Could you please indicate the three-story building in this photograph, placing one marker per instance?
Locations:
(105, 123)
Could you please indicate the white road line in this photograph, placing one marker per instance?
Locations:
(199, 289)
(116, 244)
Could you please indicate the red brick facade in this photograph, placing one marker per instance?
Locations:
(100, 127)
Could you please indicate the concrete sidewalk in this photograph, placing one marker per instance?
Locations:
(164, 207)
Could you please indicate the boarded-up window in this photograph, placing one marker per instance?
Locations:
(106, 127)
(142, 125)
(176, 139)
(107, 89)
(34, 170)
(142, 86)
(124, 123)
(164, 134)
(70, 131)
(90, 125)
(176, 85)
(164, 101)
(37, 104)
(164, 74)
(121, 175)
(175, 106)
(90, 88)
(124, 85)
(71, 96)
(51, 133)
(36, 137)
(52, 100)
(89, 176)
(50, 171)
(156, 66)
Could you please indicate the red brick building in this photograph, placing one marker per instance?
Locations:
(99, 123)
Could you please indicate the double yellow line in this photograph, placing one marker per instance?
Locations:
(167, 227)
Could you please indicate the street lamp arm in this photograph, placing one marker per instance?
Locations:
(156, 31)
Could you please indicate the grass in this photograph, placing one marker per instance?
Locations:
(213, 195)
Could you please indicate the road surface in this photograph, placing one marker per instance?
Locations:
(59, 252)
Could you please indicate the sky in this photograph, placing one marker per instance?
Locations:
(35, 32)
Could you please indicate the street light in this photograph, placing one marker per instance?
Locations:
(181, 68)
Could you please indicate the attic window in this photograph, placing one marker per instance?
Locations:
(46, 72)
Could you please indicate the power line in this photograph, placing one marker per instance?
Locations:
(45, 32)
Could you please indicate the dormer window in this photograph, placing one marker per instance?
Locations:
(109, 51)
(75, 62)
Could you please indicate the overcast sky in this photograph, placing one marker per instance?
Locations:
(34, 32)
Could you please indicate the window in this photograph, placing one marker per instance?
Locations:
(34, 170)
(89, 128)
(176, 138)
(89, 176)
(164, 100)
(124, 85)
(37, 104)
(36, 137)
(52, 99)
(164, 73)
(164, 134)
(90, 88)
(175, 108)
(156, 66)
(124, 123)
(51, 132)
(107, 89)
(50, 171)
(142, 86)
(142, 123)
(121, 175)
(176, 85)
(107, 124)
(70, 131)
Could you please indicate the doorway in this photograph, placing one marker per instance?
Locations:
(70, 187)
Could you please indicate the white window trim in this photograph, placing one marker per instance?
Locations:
+ + + + + + +
* Work item
Everything from the first line of the material through the line containing "Could you please indicate the white road" is to be printed exactly; lines after that are to be left out.

* Answer to this task
Could you please indicate the three-story building in this photograph, placing one marker per instance?
Locations:
(105, 123)
Could you please indicate the white road line in this photograph, placing one marker per instance?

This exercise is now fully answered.